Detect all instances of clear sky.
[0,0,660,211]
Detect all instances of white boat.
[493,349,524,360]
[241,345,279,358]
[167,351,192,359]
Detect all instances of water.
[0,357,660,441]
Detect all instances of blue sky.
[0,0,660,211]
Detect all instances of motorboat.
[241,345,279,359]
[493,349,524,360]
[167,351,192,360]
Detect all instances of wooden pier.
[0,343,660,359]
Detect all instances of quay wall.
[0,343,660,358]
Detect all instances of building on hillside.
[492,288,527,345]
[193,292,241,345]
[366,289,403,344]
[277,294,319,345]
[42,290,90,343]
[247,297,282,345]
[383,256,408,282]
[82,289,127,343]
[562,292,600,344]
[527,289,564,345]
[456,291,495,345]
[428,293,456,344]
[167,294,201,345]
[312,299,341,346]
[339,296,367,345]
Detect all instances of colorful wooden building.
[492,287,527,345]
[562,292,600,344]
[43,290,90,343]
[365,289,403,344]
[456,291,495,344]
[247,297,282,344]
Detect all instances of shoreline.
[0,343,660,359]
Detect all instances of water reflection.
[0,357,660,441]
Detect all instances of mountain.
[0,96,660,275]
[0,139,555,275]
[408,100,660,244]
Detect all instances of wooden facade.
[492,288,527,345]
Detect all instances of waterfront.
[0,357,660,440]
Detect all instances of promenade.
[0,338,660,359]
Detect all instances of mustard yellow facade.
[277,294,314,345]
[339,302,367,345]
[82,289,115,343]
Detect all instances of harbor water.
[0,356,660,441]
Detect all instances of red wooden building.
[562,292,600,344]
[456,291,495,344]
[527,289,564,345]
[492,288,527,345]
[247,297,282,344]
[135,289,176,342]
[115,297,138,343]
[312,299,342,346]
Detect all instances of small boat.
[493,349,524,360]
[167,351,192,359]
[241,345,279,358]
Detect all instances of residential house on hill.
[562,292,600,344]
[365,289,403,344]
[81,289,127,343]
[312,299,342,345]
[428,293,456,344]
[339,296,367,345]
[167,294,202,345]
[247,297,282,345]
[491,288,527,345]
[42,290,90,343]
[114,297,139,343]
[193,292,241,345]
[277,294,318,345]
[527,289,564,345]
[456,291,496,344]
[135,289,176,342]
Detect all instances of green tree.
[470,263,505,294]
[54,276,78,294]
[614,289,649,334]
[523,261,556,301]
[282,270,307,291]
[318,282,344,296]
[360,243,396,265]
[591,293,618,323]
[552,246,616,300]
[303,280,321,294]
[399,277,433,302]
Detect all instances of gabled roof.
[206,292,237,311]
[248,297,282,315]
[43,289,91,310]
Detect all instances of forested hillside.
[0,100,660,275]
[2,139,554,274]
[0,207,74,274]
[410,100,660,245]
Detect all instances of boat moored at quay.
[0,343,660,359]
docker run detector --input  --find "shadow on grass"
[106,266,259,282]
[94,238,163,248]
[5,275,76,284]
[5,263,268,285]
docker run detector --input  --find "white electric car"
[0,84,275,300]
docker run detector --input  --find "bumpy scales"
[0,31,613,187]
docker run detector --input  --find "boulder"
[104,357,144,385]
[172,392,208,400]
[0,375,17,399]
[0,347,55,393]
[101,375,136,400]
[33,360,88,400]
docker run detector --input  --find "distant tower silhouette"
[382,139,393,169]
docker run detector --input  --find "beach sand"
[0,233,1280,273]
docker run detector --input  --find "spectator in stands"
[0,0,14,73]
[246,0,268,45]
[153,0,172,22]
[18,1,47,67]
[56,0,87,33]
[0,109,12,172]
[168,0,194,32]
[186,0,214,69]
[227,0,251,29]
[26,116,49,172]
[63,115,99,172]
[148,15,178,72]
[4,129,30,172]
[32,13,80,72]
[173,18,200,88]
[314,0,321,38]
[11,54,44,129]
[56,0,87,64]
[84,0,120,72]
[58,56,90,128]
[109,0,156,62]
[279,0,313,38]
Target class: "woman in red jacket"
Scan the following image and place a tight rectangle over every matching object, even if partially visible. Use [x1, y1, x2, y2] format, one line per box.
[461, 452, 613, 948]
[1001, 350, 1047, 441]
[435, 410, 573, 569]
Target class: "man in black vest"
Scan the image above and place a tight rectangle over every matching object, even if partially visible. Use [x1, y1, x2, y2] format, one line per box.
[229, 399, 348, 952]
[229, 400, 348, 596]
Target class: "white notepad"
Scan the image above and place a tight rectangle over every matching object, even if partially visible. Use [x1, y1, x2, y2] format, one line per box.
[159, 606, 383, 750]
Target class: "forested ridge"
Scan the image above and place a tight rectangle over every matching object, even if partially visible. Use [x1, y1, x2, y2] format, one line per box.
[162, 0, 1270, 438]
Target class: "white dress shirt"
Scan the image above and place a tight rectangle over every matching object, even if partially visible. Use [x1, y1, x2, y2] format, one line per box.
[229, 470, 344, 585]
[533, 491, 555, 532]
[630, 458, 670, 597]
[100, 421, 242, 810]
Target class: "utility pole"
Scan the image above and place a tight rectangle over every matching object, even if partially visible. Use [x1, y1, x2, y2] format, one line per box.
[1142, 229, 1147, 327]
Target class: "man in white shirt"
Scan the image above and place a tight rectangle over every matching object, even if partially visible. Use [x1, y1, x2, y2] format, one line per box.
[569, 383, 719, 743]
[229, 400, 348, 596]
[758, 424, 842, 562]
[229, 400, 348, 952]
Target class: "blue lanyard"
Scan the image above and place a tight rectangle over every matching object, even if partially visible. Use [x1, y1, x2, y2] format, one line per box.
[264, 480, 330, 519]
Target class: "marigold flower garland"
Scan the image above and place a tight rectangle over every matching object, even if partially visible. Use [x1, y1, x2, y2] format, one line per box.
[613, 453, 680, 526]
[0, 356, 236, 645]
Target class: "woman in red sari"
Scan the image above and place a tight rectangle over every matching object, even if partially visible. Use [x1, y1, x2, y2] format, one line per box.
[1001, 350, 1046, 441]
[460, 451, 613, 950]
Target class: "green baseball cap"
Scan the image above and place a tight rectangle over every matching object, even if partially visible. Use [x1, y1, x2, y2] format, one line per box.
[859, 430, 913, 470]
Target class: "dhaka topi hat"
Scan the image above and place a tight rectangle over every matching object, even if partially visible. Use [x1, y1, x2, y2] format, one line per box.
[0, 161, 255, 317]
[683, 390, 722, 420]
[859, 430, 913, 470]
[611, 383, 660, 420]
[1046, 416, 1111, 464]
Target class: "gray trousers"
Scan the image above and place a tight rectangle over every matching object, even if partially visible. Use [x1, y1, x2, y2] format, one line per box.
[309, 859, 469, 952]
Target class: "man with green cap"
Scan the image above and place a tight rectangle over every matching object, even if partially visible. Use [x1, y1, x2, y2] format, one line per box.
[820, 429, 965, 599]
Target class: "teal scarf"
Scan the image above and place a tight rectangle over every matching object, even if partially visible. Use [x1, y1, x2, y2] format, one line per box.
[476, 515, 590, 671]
######
→ **TASK TO COMPLETE**
Rewrite the lines above as a numbered list, omitting any blank lines.

→ **SOLUTION**
1. Detect all instances of clear sky.
2. [0,0,660,211]
3. Detect all instances of white boat.
4. [493,349,524,360]
5. [241,345,279,358]
6. [167,351,192,359]
7. Detect all instances of water.
8. [0,357,660,441]
9. Detect all instances of blue sky.
10. [0,0,660,211]
11. Detect all instances of motorboat.
12. [241,345,279,359]
13. [493,349,524,360]
14. [167,351,192,360]
15. Detect all instances of wooden pier.
16. [0,343,660,359]
17. Detect all instances of quay wall.
18. [0,343,660,358]
19. Detect all instances of building on hillside.
20. [492,288,527,345]
21. [193,292,241,345]
22. [366,289,403,344]
23. [277,294,319,345]
24. [42,290,90,343]
25. [247,297,282,345]
26. [383,256,408,282]
27. [82,289,127,343]
28. [562,292,600,344]
29. [527,289,564,345]
30. [456,291,495,345]
31. [428,293,456,344]
32. [167,294,201,345]
33. [312,299,341,346]
34. [339,296,367,345]
35. Detect all instances of colorful wooden building.
36. [492,287,527,345]
37. [562,292,600,344]
38. [43,290,90,343]
39. [365,289,403,344]
40. [456,291,495,344]
41. [247,297,282,344]
42. Detect all instances of shoreline.
43. [0,343,660,359]
44. Detect all instances of water reflection.
45. [0,357,660,441]
46. Detect all instances of mountain.
47. [0,96,660,275]
48. [0,139,555,275]
49. [408,100,660,244]
50. Detect all instances of wooden facade.
51. [492,288,527,345]
52. Detect all instances of waterfront.
53. [0,357,660,440]
54. Detect all instances of promenade.
55. [0,338,660,359]
56. Detect all instances of mustard yellow facade.
57. [277,294,314,345]
58. [339,302,367,345]
59. [82,289,115,343]
60. Detect all instances of harbor water.
61. [0,356,660,441]
62. Detect all instances of red wooden building.
63. [562,292,600,344]
64. [456,291,495,344]
65. [527,289,564,345]
66. [492,288,527,345]
67. [247,297,282,344]
68. [135,289,176,342]
69. [115,297,138,343]
70. [312,299,342,346]
71. Detect all instances of small boat.
72. [493,349,524,360]
73. [167,351,192,359]
74. [241,345,279,358]
75. Detect all instances of residential house on hill.
76. [562,292,600,344]
77. [365,289,403,344]
78. [81,289,127,343]
79. [312,299,342,345]
80. [428,293,456,344]
81. [339,296,367,345]
82. [167,294,202,345]
83. [247,297,282,345]
84. [491,288,527,345]
85. [42,290,90,343]
86. [114,297,139,343]
87. [193,292,241,345]
88. [277,294,318,345]
89. [527,289,564,345]
90. [456,291,496,344]
91. [135,289,176,342]
92. Detect all instances of green tree.
93. [470,263,505,294]
94. [54,276,78,294]
95. [614,289,649,334]
96. [523,261,556,301]
97. [282,270,307,291]
98. [318,282,344,296]
99. [360,243,396,265]
100. [591,293,618,323]
101. [552,246,616,300]
102. [303,280,321,294]
103. [399,277,433,302]
104. Detect all instances of gabled roof.
105. [206,292,237,311]
106. [248,297,282,315]
107. [43,289,91,310]
108. Detect all instances of forested hillside.
109. [0,100,660,275]
110. [2,139,554,274]
111. [0,207,74,274]
112. [410,100,660,245]
113. Detect all instances of boat moored at quay.
114. [0,343,660,359]
115. docker run detector --input  --find "shadow on grass"
116. [106,266,259,282]
117. [94,238,163,248]
118. [5,275,76,284]
119. [5,263,268,285]
120. docker run detector --input  --find "white electric car"
121. [0,84,275,300]
122. docker run detector --input  --find "bumpy scales"
123. [0,31,613,187]
124. docker run detector --input  --find "boulder"
125. [104,357,144,385]
126. [172,392,208,400]
127. [0,375,17,399]
128. [0,347,55,393]
129. [101,375,136,400]
130. [33,360,88,400]
131. docker run detector --input  --find "distant tower silhouette"
132. [382,139,393,169]
133. docker run detector --input  --find "beach sand"
134. [0,233,1280,273]
135. docker run detector --input  --find "spectator in stands"
136. [0,0,14,73]
137. [246,0,268,45]
138. [153,0,172,22]
139. [18,1,47,67]
140. [56,0,87,33]
141. [0,109,12,172]
142. [168,0,194,32]
143. [186,0,214,69]
144. [227,0,251,29]
145. [26,116,49,172]
146. [63,115,99,172]
147. [148,15,178,72]
148. [4,129,30,172]
149. [32,13,80,72]
150. [173,18,200,88]
151. [314,0,321,38]
152. [11,54,44,129]
153. [56,0,87,64]
154. [84,0,120,72]
155. [58,56,90,128]
156. [109,0,156,62]
157. [279,0,313,38]
158. Target class: "woman in red jacket"
159. Scan the following image and place a tight rectangle over every matching object, even if partially visible. Use [x1, y1, x2, y2] format, one line per box.
160. [461, 452, 613, 948]
161. [1001, 350, 1047, 441]
162. [435, 410, 573, 569]
163. Target class: "man in black vest"
164. Scan the image above and place a tight rectangle over every matching object, even if partially visible. Use [x1, y1, x2, y2] format, one line per box.
165. [229, 399, 348, 952]
166. [229, 400, 348, 596]
167. Target class: "white notepad"
168. Scan the image above and place a tight rectangle over every matching object, even if partially visible. Use [x1, y1, x2, y2] format, one line per box.
169. [159, 606, 383, 750]
170. Target class: "forested ridge"
171. Scan the image above and place a tight rectangle over every matching object, even if partially visible. Use [x1, y1, x2, y2] format, one line per box.
172. [162, 0, 1270, 438]
173. Target class: "white dress shirt"
174. Scan the image above and place a tight rectangle over every matching object, even if partially visible. Use [x1, y1, x2, y2] format, one line per box.
175. [229, 470, 344, 585]
176. [533, 491, 555, 532]
177. [630, 458, 670, 597]
178. [100, 421, 242, 810]
179. Target class: "utility pole"
180. Scan the image above and place a tight rectangle over every matching object, even if partially visible. Use [x1, y1, x2, y2] format, one line per box.
181. [1142, 229, 1147, 327]
182. Target class: "man in white shirt"
183. Scan the image above and place a tight rectangle over every matching object, even if partially visible. Use [x1, y1, x2, y2] format, one line per box.
184. [569, 383, 719, 743]
185. [229, 400, 348, 596]
186. [758, 424, 842, 562]
187. [229, 400, 348, 952]
188. Target class: "blue lanyard"
189. Scan the image above and place a tight rectangle over every matching object, even if partially visible. Use [x1, y1, x2, y2] format, one line per box.
190. [264, 480, 330, 519]
191. Target class: "marigold flower garland"
192. Scan the image above and place a tight rectangle over every matching object, even if partially visible. Use [x1, y1, x2, y2] format, one line per box.
193. [613, 453, 680, 526]
194. [0, 356, 236, 645]
195. Target class: "woman in red sari"
196. Scan the image above and place a tight rectangle over every matching object, even if partially visible. Use [x1, y1, x2, y2] format, one line per box.
197. [1001, 350, 1046, 441]
198. [460, 451, 613, 950]
199. Target class: "green baseball cap"
200. Scan the image above and place a tight rectangle over every matching object, even if partially visible. Use [x1, y1, x2, y2] format, one line per box.
201. [859, 430, 913, 470]
202. Target class: "dhaka topi hat"
203. Scan the image above and place a tight rectangle over every matching object, even if partially visible. Use [x1, y1, x2, y2] format, one line per box.
204. [0, 161, 255, 317]
205. [683, 390, 722, 420]
206. [859, 430, 913, 470]
207. [611, 383, 660, 420]
208. [1046, 416, 1111, 464]
209. Target class: "gray trousers"
210. Scan the image above and place a tight rectangle over every matching object, even if partially visible. Use [x1, y1, x2, y2] format, one line per box.
211. [309, 859, 469, 952]
212. Target class: "man with green cap"
213. Scan the image above and place a tight rectangle over every matching object, even if partially visible. Use [x1, y1, x2, y2] format, one line per box.
214. [820, 429, 965, 599]
215. Target class: "teal scarf"
216. Scan the image above and place a tight rectangle over every matching object, even if partially visible. Use [x1, y1, x2, y2] format, one line per box.
217. [476, 515, 590, 671]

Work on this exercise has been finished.